Select from the data all lines with the word "jersey".

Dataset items

☆ ☆ ☆ ☆

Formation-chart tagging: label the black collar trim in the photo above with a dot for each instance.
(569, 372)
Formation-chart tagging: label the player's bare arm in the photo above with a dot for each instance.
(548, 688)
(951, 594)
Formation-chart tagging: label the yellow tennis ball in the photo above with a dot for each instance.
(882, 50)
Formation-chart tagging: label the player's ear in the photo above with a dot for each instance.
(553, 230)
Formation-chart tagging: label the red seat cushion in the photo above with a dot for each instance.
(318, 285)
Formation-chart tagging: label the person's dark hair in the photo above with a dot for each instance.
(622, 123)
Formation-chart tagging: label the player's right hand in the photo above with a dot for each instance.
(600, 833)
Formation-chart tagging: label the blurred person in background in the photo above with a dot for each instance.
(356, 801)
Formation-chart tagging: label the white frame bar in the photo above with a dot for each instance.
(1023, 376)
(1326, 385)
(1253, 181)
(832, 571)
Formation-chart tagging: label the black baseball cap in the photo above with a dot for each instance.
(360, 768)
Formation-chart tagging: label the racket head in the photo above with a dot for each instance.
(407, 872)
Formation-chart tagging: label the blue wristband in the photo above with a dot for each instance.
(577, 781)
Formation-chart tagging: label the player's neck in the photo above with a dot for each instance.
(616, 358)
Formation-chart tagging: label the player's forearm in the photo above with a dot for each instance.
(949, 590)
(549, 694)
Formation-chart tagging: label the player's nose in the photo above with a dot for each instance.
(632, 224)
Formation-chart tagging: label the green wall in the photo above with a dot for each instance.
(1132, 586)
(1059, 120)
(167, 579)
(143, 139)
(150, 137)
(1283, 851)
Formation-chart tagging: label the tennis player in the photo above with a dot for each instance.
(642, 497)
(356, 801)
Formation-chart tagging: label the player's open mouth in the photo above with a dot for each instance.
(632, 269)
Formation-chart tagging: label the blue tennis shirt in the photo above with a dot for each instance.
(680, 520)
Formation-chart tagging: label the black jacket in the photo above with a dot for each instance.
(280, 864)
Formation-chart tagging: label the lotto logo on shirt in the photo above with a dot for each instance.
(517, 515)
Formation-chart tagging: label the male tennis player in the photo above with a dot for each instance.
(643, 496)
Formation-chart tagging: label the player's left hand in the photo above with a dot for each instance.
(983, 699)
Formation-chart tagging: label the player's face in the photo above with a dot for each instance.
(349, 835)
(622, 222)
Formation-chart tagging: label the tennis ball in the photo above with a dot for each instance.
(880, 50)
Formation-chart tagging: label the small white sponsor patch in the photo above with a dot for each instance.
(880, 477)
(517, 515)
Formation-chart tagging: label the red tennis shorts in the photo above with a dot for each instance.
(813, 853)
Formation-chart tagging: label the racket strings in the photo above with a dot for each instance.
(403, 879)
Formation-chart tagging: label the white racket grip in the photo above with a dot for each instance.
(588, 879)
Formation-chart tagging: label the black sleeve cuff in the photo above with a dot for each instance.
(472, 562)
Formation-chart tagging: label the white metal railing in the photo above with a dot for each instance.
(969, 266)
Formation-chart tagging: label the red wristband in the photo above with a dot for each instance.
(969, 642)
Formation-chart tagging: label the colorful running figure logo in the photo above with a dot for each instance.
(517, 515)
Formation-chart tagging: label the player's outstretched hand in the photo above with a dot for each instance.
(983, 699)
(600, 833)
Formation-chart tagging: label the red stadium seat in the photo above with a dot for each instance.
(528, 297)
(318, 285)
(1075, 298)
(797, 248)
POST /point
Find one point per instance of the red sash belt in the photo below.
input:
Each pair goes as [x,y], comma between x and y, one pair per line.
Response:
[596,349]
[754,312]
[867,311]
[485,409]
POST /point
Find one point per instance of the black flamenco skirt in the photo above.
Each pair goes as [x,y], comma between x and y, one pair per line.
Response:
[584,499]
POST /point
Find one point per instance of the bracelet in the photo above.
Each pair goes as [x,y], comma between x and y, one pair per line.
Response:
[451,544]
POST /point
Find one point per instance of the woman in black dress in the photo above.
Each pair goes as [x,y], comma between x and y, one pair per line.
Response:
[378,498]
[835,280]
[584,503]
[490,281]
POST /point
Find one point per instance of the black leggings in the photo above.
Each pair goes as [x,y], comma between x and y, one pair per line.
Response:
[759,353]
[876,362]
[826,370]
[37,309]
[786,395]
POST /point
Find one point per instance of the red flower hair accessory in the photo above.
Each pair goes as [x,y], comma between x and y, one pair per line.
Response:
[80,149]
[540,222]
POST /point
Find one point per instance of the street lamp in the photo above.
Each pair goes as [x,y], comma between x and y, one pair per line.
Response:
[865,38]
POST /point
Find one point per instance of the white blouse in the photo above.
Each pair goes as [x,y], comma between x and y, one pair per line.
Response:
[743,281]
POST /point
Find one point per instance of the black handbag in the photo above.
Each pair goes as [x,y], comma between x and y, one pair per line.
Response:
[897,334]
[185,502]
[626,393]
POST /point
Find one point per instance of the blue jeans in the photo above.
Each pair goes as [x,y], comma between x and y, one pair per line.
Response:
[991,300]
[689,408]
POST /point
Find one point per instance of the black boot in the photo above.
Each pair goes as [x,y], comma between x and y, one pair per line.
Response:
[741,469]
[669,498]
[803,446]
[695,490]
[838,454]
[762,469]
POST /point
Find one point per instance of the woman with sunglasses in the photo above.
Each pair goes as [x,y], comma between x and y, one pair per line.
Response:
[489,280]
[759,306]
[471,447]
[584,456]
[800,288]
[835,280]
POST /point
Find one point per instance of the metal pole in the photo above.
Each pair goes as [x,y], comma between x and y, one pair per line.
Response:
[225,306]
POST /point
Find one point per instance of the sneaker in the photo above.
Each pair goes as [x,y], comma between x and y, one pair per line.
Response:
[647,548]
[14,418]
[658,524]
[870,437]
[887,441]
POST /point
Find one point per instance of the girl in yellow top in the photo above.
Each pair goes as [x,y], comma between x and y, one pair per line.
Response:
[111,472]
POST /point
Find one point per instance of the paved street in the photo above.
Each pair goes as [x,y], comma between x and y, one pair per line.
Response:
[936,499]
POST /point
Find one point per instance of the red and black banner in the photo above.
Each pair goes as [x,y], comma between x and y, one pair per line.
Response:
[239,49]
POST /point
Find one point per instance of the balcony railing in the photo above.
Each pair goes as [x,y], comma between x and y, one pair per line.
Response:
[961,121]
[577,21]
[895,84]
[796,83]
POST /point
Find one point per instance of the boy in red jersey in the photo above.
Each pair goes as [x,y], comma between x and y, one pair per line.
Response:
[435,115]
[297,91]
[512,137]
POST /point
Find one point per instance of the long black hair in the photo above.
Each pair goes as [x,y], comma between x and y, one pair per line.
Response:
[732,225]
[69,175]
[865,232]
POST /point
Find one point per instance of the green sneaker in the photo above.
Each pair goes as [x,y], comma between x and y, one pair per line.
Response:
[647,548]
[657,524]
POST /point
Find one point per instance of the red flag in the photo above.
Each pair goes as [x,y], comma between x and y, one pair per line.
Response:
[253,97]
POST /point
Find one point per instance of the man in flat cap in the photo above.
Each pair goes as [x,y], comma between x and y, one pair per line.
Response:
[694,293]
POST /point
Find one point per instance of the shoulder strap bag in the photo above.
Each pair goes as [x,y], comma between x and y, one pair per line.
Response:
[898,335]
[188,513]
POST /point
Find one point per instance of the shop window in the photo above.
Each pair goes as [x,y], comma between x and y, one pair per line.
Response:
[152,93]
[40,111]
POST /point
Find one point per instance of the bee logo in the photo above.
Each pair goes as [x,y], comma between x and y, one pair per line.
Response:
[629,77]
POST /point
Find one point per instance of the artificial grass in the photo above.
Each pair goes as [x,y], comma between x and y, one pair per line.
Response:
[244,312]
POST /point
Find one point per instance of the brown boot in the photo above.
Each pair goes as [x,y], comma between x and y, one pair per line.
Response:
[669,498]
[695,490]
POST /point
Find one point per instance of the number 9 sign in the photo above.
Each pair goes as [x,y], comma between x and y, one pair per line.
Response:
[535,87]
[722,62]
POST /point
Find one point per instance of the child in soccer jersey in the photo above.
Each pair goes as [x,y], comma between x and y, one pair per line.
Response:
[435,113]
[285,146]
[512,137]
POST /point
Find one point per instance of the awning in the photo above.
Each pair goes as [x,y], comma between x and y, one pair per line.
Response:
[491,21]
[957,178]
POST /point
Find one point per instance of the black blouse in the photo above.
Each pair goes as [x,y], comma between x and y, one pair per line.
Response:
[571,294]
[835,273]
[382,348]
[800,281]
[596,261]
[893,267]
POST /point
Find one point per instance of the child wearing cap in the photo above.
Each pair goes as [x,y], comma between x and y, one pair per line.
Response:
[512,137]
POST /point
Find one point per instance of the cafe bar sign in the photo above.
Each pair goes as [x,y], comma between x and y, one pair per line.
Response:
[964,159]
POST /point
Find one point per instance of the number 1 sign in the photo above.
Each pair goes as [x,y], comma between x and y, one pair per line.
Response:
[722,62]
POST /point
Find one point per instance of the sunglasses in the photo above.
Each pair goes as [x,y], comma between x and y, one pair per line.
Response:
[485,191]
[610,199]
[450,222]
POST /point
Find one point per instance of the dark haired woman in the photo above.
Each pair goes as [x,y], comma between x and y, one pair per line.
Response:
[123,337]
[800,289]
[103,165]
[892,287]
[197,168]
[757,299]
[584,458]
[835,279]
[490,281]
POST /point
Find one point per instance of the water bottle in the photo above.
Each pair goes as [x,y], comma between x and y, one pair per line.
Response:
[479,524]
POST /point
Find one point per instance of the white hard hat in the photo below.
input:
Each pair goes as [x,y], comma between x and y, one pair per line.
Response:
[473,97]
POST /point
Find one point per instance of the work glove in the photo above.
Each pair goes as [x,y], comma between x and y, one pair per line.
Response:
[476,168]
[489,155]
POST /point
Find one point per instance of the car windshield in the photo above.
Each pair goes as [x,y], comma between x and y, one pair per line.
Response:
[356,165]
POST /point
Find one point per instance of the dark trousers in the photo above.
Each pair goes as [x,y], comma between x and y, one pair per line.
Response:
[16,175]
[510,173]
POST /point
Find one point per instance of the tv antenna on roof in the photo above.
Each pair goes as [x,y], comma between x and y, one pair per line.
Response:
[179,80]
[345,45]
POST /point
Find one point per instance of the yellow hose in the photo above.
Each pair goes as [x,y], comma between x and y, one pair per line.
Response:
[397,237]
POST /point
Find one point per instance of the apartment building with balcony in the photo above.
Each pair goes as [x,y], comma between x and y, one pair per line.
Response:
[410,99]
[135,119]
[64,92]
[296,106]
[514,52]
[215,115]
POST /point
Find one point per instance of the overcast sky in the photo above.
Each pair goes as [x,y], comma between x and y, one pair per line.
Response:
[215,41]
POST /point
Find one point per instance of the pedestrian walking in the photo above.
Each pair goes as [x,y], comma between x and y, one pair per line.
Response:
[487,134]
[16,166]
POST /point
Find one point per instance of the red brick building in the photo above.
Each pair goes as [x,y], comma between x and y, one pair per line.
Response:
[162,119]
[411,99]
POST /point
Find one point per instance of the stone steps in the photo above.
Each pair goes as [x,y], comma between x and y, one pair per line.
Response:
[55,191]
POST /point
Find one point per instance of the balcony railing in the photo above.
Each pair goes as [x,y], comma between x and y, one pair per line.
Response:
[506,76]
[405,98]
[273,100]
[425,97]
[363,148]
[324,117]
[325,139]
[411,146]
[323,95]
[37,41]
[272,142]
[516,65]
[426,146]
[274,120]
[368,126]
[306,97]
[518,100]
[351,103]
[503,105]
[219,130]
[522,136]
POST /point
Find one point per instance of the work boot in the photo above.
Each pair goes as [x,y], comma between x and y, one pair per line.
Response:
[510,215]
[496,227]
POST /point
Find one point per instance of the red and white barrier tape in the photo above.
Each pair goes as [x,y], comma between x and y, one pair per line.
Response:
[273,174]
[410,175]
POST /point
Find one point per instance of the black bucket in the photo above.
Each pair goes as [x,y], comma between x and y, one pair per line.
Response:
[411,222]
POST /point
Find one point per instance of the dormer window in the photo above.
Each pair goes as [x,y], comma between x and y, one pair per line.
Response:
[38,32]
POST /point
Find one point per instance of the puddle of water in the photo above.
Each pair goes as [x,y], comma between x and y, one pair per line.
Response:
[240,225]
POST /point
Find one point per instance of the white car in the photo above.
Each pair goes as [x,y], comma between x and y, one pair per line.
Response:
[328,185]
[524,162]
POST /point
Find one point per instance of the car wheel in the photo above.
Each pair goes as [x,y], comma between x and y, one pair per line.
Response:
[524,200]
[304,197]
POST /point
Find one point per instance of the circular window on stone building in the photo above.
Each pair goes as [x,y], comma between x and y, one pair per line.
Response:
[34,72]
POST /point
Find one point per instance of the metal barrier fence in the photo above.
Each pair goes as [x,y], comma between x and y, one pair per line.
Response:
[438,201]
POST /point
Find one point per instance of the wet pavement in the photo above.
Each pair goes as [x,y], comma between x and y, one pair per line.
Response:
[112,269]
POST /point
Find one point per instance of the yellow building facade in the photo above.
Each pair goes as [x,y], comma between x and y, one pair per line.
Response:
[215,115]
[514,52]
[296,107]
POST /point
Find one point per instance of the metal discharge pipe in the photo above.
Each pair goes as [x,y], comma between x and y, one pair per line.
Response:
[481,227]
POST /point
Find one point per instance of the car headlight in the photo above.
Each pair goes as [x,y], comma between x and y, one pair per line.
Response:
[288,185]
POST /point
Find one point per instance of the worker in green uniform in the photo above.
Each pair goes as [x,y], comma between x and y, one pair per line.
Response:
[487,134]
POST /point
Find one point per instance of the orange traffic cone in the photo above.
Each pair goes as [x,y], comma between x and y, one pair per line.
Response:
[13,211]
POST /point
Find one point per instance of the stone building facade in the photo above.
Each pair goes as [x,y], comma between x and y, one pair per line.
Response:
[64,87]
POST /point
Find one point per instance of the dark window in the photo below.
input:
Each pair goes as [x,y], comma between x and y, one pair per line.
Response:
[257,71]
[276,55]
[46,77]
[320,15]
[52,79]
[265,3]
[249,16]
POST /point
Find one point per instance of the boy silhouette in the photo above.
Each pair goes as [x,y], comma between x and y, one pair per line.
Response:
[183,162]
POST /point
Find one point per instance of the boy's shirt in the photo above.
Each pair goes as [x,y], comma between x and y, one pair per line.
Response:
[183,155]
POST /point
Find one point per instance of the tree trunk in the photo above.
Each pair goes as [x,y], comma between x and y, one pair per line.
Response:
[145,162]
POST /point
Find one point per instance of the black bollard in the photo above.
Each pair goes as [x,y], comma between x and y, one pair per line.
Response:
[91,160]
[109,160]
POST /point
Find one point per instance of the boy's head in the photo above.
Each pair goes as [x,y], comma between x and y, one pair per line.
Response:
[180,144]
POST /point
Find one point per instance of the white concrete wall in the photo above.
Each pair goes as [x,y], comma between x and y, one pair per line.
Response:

☆ ☆ ☆ ☆

Result of this exercise —
Find one point per instance of the boy in red jersey in the photo above.
Find one point per instance of the child in soccer jersey in the photo above.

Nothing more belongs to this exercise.